• Task inputs
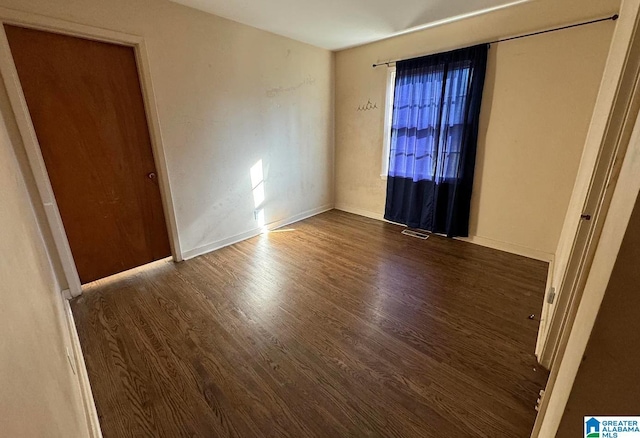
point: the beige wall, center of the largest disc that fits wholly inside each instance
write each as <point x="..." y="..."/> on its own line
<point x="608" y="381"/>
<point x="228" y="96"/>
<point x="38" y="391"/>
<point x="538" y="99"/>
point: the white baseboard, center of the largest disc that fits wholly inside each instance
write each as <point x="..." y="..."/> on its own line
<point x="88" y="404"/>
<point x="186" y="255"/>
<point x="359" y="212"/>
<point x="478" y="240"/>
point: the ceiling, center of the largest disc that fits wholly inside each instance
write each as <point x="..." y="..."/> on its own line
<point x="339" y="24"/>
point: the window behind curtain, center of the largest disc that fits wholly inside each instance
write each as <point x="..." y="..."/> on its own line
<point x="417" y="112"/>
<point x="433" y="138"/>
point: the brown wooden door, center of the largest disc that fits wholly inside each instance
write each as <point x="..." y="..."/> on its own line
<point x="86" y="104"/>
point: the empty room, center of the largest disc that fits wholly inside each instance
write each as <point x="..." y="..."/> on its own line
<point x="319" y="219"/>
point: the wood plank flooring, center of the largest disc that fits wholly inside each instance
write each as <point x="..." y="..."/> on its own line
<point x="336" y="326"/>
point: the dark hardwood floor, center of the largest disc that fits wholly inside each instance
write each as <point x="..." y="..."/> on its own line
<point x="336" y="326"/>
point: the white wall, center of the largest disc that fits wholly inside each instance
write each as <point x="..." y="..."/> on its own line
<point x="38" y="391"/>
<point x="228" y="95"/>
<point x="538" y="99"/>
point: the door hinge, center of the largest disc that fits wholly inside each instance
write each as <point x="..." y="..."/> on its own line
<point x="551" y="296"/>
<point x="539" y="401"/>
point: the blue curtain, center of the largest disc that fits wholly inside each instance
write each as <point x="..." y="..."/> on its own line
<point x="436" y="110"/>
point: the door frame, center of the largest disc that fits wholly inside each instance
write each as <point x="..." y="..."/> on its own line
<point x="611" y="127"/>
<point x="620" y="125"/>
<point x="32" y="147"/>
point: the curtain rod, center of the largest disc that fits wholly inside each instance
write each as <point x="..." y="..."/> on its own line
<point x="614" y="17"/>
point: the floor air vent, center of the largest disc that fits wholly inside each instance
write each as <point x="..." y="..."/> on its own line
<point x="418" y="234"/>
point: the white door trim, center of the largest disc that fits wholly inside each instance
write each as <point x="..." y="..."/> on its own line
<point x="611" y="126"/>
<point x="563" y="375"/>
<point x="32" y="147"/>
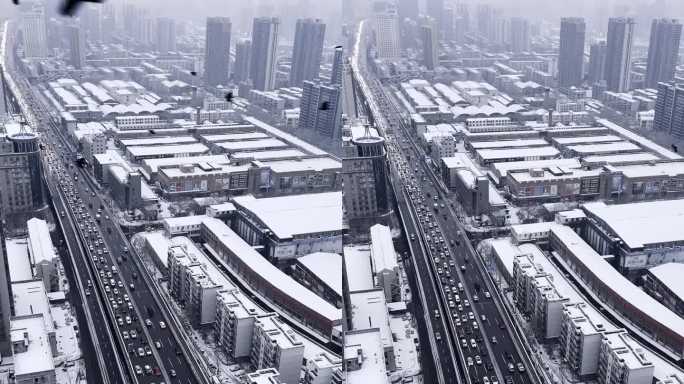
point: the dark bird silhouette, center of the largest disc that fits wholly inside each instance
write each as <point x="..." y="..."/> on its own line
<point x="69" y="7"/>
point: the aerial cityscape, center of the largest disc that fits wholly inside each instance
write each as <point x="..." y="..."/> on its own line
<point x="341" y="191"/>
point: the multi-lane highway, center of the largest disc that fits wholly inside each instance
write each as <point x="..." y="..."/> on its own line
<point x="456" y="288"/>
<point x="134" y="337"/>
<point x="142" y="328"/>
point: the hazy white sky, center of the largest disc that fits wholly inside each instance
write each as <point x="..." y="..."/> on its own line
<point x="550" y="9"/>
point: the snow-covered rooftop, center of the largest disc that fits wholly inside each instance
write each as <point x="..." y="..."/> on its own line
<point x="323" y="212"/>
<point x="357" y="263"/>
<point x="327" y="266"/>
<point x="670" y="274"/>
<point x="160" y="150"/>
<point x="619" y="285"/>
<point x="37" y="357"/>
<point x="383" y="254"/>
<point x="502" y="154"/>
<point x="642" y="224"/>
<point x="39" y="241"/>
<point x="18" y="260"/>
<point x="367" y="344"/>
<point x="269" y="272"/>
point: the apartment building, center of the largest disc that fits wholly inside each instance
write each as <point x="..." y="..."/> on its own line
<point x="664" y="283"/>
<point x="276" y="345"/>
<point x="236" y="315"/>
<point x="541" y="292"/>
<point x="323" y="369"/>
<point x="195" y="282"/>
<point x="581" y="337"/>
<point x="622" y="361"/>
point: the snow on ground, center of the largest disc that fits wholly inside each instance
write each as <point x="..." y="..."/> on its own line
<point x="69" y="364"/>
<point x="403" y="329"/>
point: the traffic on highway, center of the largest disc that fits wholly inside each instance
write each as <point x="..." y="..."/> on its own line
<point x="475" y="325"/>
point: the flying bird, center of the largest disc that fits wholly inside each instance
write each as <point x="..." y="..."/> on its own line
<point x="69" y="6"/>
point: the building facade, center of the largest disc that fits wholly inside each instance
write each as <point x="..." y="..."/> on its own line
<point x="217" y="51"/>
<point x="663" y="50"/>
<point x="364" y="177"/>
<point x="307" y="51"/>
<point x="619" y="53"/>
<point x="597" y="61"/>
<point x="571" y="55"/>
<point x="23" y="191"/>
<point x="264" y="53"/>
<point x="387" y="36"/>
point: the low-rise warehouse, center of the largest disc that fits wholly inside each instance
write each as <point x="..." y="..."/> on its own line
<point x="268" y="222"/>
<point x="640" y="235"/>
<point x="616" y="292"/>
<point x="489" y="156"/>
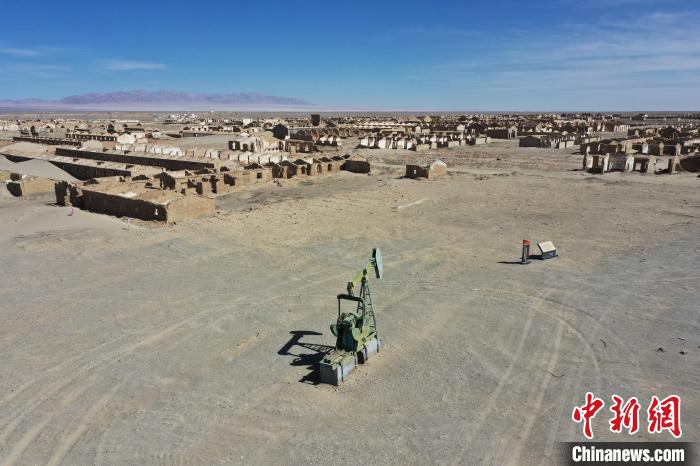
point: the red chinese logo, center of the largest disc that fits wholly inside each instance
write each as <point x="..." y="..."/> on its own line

• Work to do
Copy the whole of the material above exactly, but not its images.

• Output of the task
point: the beige wall, center of the largest disc that fits wholly inside each instance
write each as <point x="..." y="..."/> on its own line
<point x="608" y="381"/>
<point x="228" y="96"/>
<point x="38" y="391"/>
<point x="538" y="99"/>
point: the white baseboard, center of the largest disc that fits wholly inside each instance
write each as <point x="..." y="..."/> on its own line
<point x="88" y="404"/>
<point x="186" y="255"/>
<point x="359" y="212"/>
<point x="478" y="240"/>
point: the ceiling, center of the largest disc that fits wholly inside each instance
write each as <point x="..." y="..."/> on its own line
<point x="339" y="24"/>
point: the window behind curtain, center of the largest disc that fits wholly inside each instance
write each as <point x="..." y="..."/> on its own line
<point x="417" y="112"/>
<point x="433" y="138"/>
point: the brown wooden door, center of the largest disc that fits wholly inside each instance
write each as <point x="..." y="..."/> on its own line
<point x="86" y="104"/>
point: the empty room, center of the largest disc that fits wholly inside each instance
write each as <point x="..." y="..."/> on its own line
<point x="319" y="219"/>
point: the wood plank flooring, center of the largest disc that fits wholly inside each instance
write each as <point x="..." y="..."/> on its own line
<point x="336" y="326"/>
point: the dark hardwood floor, center of the largest disc that fits wholly inside each instance
write each as <point x="..." y="..."/> on its own line
<point x="336" y="326"/>
point: the white wall, center of the largest disc that fits wholly inside each instance
write each as <point x="..." y="..."/> on its own line
<point x="38" y="391"/>
<point x="228" y="95"/>
<point x="538" y="99"/>
point: the door hinge, center of the largest disc that fits wholly inside each instance
write each as <point x="..." y="..."/> on its own line
<point x="551" y="296"/>
<point x="539" y="401"/>
point: the blue curtain, center of the largest disc that fits wholly inside each instance
write each as <point x="..." y="..."/> on its own line
<point x="436" y="110"/>
point: the door frame, center of the largest disc that fits wholly inside each instance
write each as <point x="..." y="..."/> on its own line
<point x="611" y="127"/>
<point x="620" y="125"/>
<point x="32" y="147"/>
point: the curtain rod, center of the largest disc that fits wholly inside each instance
write each as <point x="..." y="..."/> on its own line
<point x="614" y="17"/>
point: the floor air vent, center of the largest disc that fits wholly inside each instance
write each as <point x="..." y="..."/> on its own line
<point x="418" y="234"/>
point: the white door trim, center of the largest disc that fits wholly inside each instance
write each as <point x="..." y="..."/> on its own line
<point x="611" y="126"/>
<point x="563" y="375"/>
<point x="32" y="147"/>
point: the dark bird silhouette, center of the largest disc that fits wholly inside each instance
write each as <point x="..." y="..."/> on its own line
<point x="69" y="7"/>
point: the aerial cityscape, center of the largest disc that fits wholly inside each instance
write each as <point x="..." y="..."/> on its own line
<point x="341" y="191"/>
point: the multi-lane highway, center of the largest disc that fits wholly inside each instance
write each as <point x="..." y="..."/> on its own line
<point x="456" y="288"/>
<point x="134" y="337"/>
<point x="142" y="328"/>
point: the hazy white sky, center of the largest disc that fits wholly inside each instance
write each as <point x="..." y="..."/> on its own line
<point x="550" y="9"/>
point: the snow-covered rooftop, center of the largest disc that fits wholly inside each instance
write each as <point x="..." y="..."/> on its own line
<point x="323" y="212"/>
<point x="357" y="263"/>
<point x="327" y="266"/>
<point x="670" y="274"/>
<point x="160" y="150"/>
<point x="619" y="285"/>
<point x="37" y="357"/>
<point x="383" y="254"/>
<point x="502" y="154"/>
<point x="642" y="224"/>
<point x="39" y="241"/>
<point x="18" y="260"/>
<point x="367" y="344"/>
<point x="269" y="272"/>
point: the apartment building, center of the largest disc that fits wholly inside each instance
write each as <point x="..." y="..."/> on its own line
<point x="664" y="283"/>
<point x="276" y="345"/>
<point x="236" y="315"/>
<point x="541" y="292"/>
<point x="323" y="369"/>
<point x="195" y="282"/>
<point x="581" y="337"/>
<point x="622" y="361"/>
point: the snow on ground, center of the largest disc that fits wholly inside each instance
write each as <point x="..." y="..."/> on its own line
<point x="69" y="364"/>
<point x="403" y="329"/>
point: the traffic on highway, center of the largest disc that fits wholly inside each instance
write each as <point x="..." y="..."/> on its own line
<point x="475" y="325"/>
point: the flying bird, center of the largest disc that fits wholly inside each instance
write each as <point x="..." y="..."/> on its own line
<point x="69" y="6"/>
point: the building facade, center of the largest disc that fits wholly inside each instance
write each as <point x="..." y="..."/> on its own line
<point x="217" y="51"/>
<point x="663" y="50"/>
<point x="364" y="177"/>
<point x="307" y="51"/>
<point x="619" y="53"/>
<point x="597" y="61"/>
<point x="571" y="55"/>
<point x="23" y="191"/>
<point x="264" y="53"/>
<point x="387" y="36"/>
point: the low-rise warehouse, center of the largest disc that fits wholly inside each instance
write each as <point x="..." y="..."/> on its own line
<point x="268" y="222"/>
<point x="640" y="235"/>
<point x="616" y="292"/>
<point x="489" y="156"/>
point: the red chinese logo, center of the largest disc that fits wholly inside each instance
write each as <point x="..." y="..."/> on its own line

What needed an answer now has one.